— WHAT TO DO —
Rewrite all of the data below, replacing every occurrence of "bounding box" with "rectangle" and leaving everything else unchanged.

start SUPPLIED INFORMATION

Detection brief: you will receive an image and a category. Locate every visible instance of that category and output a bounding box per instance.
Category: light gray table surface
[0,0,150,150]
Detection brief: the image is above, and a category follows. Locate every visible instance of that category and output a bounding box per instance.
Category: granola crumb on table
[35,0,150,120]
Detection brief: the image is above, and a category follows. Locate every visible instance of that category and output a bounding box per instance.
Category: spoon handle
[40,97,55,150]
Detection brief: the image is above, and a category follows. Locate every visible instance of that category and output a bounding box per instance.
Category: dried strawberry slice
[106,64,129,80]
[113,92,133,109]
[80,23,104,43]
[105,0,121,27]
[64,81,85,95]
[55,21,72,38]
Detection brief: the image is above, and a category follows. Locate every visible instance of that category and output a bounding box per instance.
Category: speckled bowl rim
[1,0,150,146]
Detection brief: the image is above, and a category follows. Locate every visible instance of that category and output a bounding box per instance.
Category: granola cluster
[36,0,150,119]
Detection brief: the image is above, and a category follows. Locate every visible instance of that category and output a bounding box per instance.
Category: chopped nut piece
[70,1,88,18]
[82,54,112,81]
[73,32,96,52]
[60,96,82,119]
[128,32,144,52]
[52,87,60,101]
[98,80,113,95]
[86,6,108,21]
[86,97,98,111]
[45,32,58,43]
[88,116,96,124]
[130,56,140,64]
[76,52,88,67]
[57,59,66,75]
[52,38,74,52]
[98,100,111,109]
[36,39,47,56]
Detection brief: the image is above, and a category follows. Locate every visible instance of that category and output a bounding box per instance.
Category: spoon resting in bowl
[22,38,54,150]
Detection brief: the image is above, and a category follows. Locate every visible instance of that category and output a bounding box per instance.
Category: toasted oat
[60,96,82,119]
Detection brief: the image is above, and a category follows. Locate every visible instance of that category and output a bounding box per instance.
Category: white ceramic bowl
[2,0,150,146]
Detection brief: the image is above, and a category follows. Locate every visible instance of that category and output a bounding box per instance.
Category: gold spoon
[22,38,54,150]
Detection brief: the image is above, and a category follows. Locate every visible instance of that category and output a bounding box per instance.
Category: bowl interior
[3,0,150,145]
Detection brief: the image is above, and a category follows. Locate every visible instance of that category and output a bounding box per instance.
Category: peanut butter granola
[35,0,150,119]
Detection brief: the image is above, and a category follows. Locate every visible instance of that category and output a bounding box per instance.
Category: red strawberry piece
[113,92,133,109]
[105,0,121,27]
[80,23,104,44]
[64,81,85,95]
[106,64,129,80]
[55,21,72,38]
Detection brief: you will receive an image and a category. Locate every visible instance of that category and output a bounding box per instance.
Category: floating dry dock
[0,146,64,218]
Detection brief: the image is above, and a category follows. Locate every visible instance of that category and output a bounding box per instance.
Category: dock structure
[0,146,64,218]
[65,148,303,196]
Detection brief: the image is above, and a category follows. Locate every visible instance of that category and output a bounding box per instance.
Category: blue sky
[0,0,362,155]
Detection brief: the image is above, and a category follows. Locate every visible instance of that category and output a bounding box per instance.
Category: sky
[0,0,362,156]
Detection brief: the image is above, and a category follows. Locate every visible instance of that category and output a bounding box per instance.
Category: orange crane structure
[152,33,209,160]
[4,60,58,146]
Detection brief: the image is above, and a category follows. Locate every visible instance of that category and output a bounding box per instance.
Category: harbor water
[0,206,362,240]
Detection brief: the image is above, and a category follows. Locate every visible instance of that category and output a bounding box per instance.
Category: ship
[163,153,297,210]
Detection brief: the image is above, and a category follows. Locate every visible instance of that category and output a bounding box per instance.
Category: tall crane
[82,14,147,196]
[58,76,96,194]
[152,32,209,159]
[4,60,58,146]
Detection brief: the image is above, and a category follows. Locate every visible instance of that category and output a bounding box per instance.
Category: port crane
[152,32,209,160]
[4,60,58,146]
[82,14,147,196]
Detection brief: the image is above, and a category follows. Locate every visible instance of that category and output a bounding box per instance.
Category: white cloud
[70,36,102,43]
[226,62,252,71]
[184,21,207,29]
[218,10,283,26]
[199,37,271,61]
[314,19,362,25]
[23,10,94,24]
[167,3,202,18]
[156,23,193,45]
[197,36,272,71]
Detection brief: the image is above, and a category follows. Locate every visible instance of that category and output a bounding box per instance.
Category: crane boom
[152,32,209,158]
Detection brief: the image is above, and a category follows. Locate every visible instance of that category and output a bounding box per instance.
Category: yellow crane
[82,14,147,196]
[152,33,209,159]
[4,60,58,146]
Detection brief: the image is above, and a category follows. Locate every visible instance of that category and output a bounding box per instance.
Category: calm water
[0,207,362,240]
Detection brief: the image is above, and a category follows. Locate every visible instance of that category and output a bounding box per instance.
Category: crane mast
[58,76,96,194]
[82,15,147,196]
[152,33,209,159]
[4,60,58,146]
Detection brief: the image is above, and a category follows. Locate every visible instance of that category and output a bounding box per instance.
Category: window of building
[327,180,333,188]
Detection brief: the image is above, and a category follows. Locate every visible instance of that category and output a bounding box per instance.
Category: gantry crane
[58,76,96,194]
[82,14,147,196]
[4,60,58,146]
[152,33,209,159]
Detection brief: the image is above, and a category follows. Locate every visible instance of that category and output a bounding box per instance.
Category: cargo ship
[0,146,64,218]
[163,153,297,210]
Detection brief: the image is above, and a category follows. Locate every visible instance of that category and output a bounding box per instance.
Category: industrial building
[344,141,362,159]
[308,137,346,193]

end SUPPLIED INFORMATION

— ANSWER FOR THIS EXERCISE —
Detection brief: you will receive an image and a category. Locate every visible instance of that category and output a rectangle per instance.
Category: light gray table surface
[0,0,150,150]
Detection brief: the image is above, and a category follows. Locate every visible instance of that category and output a rectangle per instance.
Category: granola crumb on table
[35,0,150,120]
Detection brief: the image is above, and a category follows. Locate every visible instance of that category and output a rectangle per instance.
Category: spoon handle
[40,97,55,150]
Detection brief: the image is above, and a category follows. Locate every visible instance of that category and output a rectangle per instance.
Category: dried strawberry slice
[106,64,129,80]
[113,92,133,109]
[80,23,104,43]
[105,0,121,27]
[64,81,85,95]
[55,21,72,38]
Detection brief: the image is above, and a category follows. Locate every visible instance of that category and output a rectangle per instance.
Category: speckled bowl rim
[1,0,150,146]
Detection brief: the image is above, and a category follows. Locate every visible instance of that category and output a rectangle per instance.
Category: granola cluster
[36,0,150,119]
Detection brief: the image is above, and a category follows. Locate every visible instance of that category and output a rectangle per instance.
Category: chopped nut piece
[70,1,88,18]
[82,54,112,81]
[73,32,96,52]
[60,96,82,119]
[128,32,144,52]
[52,87,60,101]
[98,80,113,95]
[86,6,108,21]
[86,97,98,111]
[45,32,58,43]
[88,116,96,124]
[130,56,140,64]
[76,52,88,67]
[57,59,66,75]
[52,38,74,52]
[98,100,111,109]
[36,39,47,56]
Detection brief: the image is above, and a category follows. Locate every visible instance of that category and output a rectangle per instance.
Category: spoon resting in bowl
[22,38,54,150]
Detection brief: the image is above, and a category follows. Locate every visible instance of that category and output a rectangle per instance.
Category: toasted oat
[60,96,82,119]
Detection brief: the image is above, and a category follows. Locate every visible instance of that category and output a rectangle per instance.
Category: white ceramic bowl
[2,0,150,146]
Detection brief: the image is above, and a category follows. Locate every visible instance of that category and output a rectangle per instance.
Category: gold spoon
[22,38,54,150]
Detection brief: the image is above, and a category follows. Locate every visible instance of that category and output a rectangle per instance.
Category: bowl interior
[3,0,150,145]
Detection brief: the image is above, and a category follows. Locate every visible instance of that category and output a rectangle per instance.
Category: peanut butter granola
[35,0,150,119]
Detection brief: the image is above, and a category follows. Locate every visible instance of that category and output a rectangle per instance.
Category: red strawberry piece
[113,92,133,109]
[105,0,121,27]
[80,23,104,44]
[64,81,85,95]
[106,64,129,80]
[55,21,72,38]
Detection brief: you will receive an image and a category. Locate every visible instance of that category and output a rectangle per instance.
Category: floating dry dock
[0,146,64,218]
Detection brief: the image is above, and a category follows. Locate every visible instance of that category and output a rectangle per instance.
Category: dock structure
[0,146,64,218]
[65,148,303,196]
Detection brief: the image is above, and a category follows. Locate every visible instance of that category and output a rectangle per instance.
Category: blue sky
[0,0,362,155]
Detection brief: the image is above, and a category follows. Locate every visible instance of that category and output a rectangle per instance.
Category: sky
[0,0,362,156]
Detection brief: the image is above, and a category follows. Locate every visible instance of that category and output a rectangle per instance.
Category: orange crane structure
[152,33,209,160]
[4,60,58,146]
Detection brief: the image is above, and a category follows. Locate every visible instance of that category and output a rectangle per instance.
Category: harbor water
[0,206,362,240]
Detection brief: the image is above, and a category follows. Locate every visible instance of that category and output a rectangle per instance.
Category: ship
[163,153,297,210]
Detection brief: the image is above, and a category follows. Locate every visible instance of that category and output a rectangle per instance.
Category: tall crane
[82,14,147,196]
[58,76,96,194]
[152,32,209,159]
[4,60,58,146]
Detection brief: the image is above, and a category follows. Locate every visible instance of that category and output a rectangle per instance.
Category: port crane
[152,32,209,160]
[4,60,58,146]
[82,14,147,196]
Detection brief: the image is above, and a category follows. Locate every visible instance of that category and output a rectangle per instance.
Category: white cloud
[70,36,102,43]
[226,62,252,71]
[184,21,207,29]
[218,10,283,26]
[199,37,271,61]
[314,19,362,25]
[23,10,94,24]
[167,3,202,18]
[156,23,193,45]
[197,36,272,71]
Detection brief: the image is above, and a category follows. Locate every visible instance of that category and output a rectangle per instance.
Category: crane boom
[152,32,209,158]
Detection brief: the image is above, and a category follows. Locate every visible instance of that category and output a rectangle per instance.
Category: yellow crane
[82,14,147,196]
[152,33,209,159]
[4,60,58,146]
Detection brief: the image is above, and a category follows. Locate every visible instance of that category and output a rectangle per instance.
Category: calm water
[0,207,362,240]
Detection brief: the image is above, and a category follows. Locate every visible instance of that category and output a rectangle per instance.
Category: crane mast
[58,76,96,194]
[82,15,147,196]
[152,33,209,159]
[4,60,58,146]
Detection brief: the image is above, and a category follows. Locate every visible instance of that category and output a rectangle per instance.
Category: window of building
[327,180,333,188]
Detection brief: the image is above, and a category follows. Locate every visible instance of that category and output a rectangle per instance.
Category: gantry crane
[58,76,96,194]
[82,14,147,196]
[4,60,58,146]
[152,33,209,159]
Detection brief: the image is above, and a category follows. Locate every visible instance of that category and output a rectangle per instance.
Category: cargo ship
[0,146,64,218]
[163,153,297,210]
Detection brief: the image is above, and a category follows. Locate every visible instance of that category and output a rectangle per instance.
Category: industrial building
[344,141,362,159]
[308,137,346,193]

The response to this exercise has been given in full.